■ WHAT YOU HAVE TO DO:
The reply has to contain each record exactly as written.

Saved data entries:
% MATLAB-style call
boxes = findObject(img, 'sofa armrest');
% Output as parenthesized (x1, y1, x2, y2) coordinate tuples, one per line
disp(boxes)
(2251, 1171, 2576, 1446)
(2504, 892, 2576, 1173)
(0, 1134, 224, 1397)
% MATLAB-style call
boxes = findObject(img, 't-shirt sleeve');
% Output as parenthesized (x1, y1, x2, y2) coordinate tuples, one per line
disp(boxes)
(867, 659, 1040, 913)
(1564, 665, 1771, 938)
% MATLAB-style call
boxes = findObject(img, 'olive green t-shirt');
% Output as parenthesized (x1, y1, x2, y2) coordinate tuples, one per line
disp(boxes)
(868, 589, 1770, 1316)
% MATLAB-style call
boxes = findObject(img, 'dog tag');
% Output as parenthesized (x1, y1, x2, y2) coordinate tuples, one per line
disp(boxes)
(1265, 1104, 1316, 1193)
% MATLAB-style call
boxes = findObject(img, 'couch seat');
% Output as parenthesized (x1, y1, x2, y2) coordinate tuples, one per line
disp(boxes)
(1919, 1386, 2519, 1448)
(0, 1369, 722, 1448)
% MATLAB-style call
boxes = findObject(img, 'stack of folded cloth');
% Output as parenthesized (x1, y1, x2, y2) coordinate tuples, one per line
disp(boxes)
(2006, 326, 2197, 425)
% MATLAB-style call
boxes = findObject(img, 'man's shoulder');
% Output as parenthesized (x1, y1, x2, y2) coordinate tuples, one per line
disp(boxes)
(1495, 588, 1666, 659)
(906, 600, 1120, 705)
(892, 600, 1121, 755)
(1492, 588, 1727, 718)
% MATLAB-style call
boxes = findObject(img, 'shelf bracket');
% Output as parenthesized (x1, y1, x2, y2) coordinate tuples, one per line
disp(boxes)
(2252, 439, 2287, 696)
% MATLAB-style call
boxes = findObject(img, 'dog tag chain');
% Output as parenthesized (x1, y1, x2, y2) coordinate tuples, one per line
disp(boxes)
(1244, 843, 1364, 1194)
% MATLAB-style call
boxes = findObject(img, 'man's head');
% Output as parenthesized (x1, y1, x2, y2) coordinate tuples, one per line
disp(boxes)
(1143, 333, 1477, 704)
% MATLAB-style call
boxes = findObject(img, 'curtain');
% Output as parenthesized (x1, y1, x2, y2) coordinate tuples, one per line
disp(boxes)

■ THE COMPLETED TASK:
% MATLAB-style call
boxes = findObject(img, 'sofa armrest');
% Output as parenthesized (x1, y1, x2, y2) coordinate tuples, one per line
disp(boxes)
(2251, 1171, 2576, 1446)
(2504, 892, 2576, 1173)
(0, 1134, 224, 1397)
% MATLAB-style call
boxes = findObject(img, 't-shirt sleeve');
% Output as parenthesized (x1, y1, x2, y2) coordinate tuples, one per line
disp(boxes)
(867, 659, 1040, 913)
(1564, 665, 1771, 938)
% MATLAB-style call
boxes = findObject(img, 'olive green t-shirt');
% Output as parenthesized (x1, y1, x2, y2) coordinate tuples, one per line
disp(boxes)
(868, 589, 1770, 1316)
% MATLAB-style call
boxes = findObject(img, 'dog tag');
% Output as parenthesized (x1, y1, x2, y2) coordinate tuples, one per line
disp(boxes)
(1265, 1104, 1316, 1193)
% MATLAB-style call
boxes = findObject(img, 'couch seat');
% Output as parenthesized (x1, y1, x2, y2) coordinate tuples, one per line
disp(boxes)
(1919, 1386, 2519, 1448)
(0, 1369, 722, 1448)
% MATLAB-style call
boxes = findObject(img, 'stack of folded cloth');
% Output as parenthesized (x1, y1, x2, y2) coordinate tuples, one per line
disp(boxes)
(2006, 326, 2197, 425)
% MATLAB-style call
boxes = findObject(img, 'man's shoulder');
% Output as parenthesized (x1, y1, x2, y2) coordinate tuples, one per line
disp(boxes)
(1495, 588, 1666, 659)
(906, 600, 1120, 705)
(892, 600, 1121, 755)
(1492, 588, 1727, 718)
% MATLAB-style call
boxes = findObject(img, 'shelf bracket');
% Output as parenthesized (x1, y1, x2, y2) coordinate tuples, one per line
disp(boxes)
(2252, 439, 2287, 696)
% MATLAB-style call
boxes = findObject(img, 'dog tag chain');
% Output as parenthesized (x1, y1, x2, y2) coordinate tuples, one per line
disp(boxes)
(1244, 843, 1364, 1194)
% MATLAB-style call
boxes = findObject(img, 'man's head');
% Output as parenthesized (x1, y1, x2, y2) coordinate tuples, one per line
disp(boxes)
(1143, 333, 1477, 704)
% MATLAB-style call
boxes = findObject(img, 'curtain');
% Output as parenthesized (x1, y1, x2, y2) coordinate tuples, one per line
disp(boxes)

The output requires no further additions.